_Aim_
Reproduce the rows below word for word, beginning with the first line of the rows and continuing through the line that contains "454 663 476 682", with that line included.

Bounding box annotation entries
_ _ _ _ _

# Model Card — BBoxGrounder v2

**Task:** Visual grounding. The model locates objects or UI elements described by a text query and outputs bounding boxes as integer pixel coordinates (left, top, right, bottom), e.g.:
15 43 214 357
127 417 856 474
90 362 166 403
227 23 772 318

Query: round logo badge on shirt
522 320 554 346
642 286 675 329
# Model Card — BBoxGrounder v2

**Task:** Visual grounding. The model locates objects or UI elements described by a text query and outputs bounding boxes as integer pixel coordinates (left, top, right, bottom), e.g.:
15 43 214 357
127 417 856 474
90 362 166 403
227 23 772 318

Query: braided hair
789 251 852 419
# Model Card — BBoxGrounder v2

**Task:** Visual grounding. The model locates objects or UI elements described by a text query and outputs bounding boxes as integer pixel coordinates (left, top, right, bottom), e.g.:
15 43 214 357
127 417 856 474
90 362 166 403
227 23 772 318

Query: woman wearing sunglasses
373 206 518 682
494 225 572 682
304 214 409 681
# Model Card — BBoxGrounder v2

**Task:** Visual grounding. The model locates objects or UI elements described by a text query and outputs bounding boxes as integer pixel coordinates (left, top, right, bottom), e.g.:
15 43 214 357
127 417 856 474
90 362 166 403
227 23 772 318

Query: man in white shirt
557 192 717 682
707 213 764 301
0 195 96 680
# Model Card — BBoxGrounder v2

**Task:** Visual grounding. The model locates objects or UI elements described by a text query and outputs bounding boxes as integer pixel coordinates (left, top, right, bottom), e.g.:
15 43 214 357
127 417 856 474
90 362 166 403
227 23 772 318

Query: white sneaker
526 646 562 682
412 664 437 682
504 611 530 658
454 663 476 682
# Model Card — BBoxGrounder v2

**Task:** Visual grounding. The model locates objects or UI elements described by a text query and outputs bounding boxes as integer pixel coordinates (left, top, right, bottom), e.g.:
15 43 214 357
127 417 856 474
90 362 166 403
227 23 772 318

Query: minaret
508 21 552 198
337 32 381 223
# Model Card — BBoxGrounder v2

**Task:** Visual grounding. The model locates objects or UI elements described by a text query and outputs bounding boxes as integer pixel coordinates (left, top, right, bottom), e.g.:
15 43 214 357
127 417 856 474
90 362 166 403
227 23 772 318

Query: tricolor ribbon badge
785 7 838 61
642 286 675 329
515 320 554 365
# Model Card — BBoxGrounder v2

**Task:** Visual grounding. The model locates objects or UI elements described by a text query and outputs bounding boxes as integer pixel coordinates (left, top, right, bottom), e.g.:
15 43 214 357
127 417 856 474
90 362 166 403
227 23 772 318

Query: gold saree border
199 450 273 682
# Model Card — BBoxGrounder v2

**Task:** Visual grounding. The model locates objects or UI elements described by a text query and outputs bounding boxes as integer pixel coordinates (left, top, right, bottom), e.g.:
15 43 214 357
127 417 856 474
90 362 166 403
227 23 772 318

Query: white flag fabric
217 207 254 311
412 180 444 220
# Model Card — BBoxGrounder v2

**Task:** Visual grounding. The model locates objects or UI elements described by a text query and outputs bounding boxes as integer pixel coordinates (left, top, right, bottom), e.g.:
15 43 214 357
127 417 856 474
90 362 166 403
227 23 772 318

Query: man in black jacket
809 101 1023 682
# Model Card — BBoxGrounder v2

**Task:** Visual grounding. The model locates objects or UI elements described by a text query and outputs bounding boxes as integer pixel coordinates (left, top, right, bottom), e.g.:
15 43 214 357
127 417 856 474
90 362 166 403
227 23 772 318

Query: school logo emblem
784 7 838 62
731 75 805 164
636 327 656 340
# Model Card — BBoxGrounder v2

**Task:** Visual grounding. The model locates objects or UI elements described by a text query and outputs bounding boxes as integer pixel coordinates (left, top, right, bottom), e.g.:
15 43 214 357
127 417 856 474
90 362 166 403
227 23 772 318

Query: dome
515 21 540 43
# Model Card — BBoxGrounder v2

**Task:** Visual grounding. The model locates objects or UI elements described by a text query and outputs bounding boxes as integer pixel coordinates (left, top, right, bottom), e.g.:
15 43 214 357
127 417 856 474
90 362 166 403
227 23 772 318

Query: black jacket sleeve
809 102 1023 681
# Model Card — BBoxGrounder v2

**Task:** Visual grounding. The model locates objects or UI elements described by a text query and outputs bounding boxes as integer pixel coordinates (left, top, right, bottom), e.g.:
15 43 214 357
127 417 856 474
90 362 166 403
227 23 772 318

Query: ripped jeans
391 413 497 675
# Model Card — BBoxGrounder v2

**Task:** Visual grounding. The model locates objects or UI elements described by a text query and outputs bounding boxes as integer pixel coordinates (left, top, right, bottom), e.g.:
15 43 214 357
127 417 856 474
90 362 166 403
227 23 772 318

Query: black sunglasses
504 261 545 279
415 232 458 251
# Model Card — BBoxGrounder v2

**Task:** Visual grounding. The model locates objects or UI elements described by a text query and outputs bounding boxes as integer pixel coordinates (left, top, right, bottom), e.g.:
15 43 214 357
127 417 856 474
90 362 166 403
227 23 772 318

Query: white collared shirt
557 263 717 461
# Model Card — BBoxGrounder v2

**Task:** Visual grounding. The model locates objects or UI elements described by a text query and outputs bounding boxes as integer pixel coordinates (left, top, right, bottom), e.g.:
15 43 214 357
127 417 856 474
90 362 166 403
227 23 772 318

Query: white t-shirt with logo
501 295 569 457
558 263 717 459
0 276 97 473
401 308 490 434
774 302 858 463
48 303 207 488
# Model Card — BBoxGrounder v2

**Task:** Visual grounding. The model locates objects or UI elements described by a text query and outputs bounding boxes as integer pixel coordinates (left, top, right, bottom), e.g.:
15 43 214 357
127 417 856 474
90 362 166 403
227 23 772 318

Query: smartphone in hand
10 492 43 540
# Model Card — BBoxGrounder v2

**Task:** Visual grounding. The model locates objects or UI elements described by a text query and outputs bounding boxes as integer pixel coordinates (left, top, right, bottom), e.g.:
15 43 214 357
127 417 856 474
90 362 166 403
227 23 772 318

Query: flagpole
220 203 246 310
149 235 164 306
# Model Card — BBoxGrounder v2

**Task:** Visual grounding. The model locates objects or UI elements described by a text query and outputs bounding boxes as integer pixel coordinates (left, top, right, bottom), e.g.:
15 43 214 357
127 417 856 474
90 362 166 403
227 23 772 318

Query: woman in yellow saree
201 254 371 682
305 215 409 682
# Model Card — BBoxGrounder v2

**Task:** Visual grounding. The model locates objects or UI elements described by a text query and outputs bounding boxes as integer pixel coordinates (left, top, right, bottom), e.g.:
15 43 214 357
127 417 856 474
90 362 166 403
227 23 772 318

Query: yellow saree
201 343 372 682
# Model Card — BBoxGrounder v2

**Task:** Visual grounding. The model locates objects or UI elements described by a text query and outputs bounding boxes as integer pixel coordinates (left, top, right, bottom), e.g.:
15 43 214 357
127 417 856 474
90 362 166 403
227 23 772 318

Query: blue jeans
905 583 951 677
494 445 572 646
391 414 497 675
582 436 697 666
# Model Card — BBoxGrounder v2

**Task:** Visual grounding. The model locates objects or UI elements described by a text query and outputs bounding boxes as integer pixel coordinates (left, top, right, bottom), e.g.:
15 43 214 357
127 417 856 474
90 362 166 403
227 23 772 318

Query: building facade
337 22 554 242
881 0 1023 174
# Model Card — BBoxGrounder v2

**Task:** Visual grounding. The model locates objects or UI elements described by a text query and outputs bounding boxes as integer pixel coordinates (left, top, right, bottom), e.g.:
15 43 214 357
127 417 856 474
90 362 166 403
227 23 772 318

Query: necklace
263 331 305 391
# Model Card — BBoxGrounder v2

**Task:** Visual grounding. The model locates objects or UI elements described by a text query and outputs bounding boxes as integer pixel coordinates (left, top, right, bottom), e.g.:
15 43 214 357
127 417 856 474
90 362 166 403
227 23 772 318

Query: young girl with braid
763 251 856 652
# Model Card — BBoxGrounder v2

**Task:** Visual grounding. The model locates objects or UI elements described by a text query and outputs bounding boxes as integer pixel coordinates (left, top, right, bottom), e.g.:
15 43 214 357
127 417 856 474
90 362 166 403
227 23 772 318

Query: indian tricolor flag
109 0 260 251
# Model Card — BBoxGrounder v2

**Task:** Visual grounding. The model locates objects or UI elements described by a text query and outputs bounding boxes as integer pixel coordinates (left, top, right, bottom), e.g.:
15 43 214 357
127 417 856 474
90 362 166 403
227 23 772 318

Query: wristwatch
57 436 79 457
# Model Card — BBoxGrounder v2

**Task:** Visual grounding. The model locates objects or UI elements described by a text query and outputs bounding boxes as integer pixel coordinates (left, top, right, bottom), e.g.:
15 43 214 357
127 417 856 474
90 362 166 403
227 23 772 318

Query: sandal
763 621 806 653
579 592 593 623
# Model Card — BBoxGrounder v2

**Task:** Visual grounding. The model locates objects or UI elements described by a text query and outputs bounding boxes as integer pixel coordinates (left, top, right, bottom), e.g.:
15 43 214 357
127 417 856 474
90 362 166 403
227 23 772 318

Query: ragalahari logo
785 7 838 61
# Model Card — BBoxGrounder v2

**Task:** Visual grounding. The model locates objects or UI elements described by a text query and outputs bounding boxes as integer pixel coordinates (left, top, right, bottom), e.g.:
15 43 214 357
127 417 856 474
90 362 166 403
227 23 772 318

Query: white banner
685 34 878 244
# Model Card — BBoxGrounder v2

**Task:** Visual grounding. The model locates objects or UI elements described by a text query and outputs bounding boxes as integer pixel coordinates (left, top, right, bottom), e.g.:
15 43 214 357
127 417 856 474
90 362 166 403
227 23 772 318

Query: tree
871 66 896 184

_ _ _ _ _

_In response_
# Model Card — BBoxGrounder v2

**Task:** Visual grounding. The model locates objects or UI elements described by a text query and outputs bounding boxes as integer pixel coordinates (left, top, right, bottom), e.g.:
15 43 214 357
127 417 856 474
90 362 166 403
227 23 772 318

Query: round logo badge on shirt
522 320 554 346
642 286 675 329
# Model Card — BBoxGrounder v2

**Task:** Visual grounding. The model locates objects or UI elements described by a text query and outputs bounding boxes as integer pixel coordinates (left, top, right, bottom), e.g.:
15 43 214 357
127 417 856 474
90 362 166 403
227 23 772 318

Query: braided hair
789 251 852 419
# Model Card — BBoxGrounder v2

**Task:** Visual grounding. The model locates objects or UI elements described by a text query and outputs bounding boxes as integer pixel coordinates (left, top, right, bottom), e.g.:
15 43 214 357
127 417 856 474
90 362 166 403
227 23 772 318

Query: woman wearing sunglasses
373 206 518 682
494 225 572 682
304 214 409 681
# Model Card — BBoxGrounder v2

**Task:** Visual grounding. The model locates objects or UI elements described by a text query and outputs bounding boxes as integer pixel coordinates (left, top, right, bottom), e.g.:
15 43 214 357
127 417 856 474
90 362 166 403
227 23 772 318

Query: man in white shirt
557 192 717 682
707 213 764 301
0 195 96 680
# Model Card — BBoxGrounder v2

**Task:** Visual grounding. The model locates objects or UI elements described by a text query and outputs bounding boxes as integer pixel coordinates (left, top, right, bottom), e.g.:
15 43 214 357
127 417 856 474
90 362 166 403
227 23 772 318

Query: white sneaker
526 646 562 682
412 664 437 682
504 611 530 658
454 663 476 682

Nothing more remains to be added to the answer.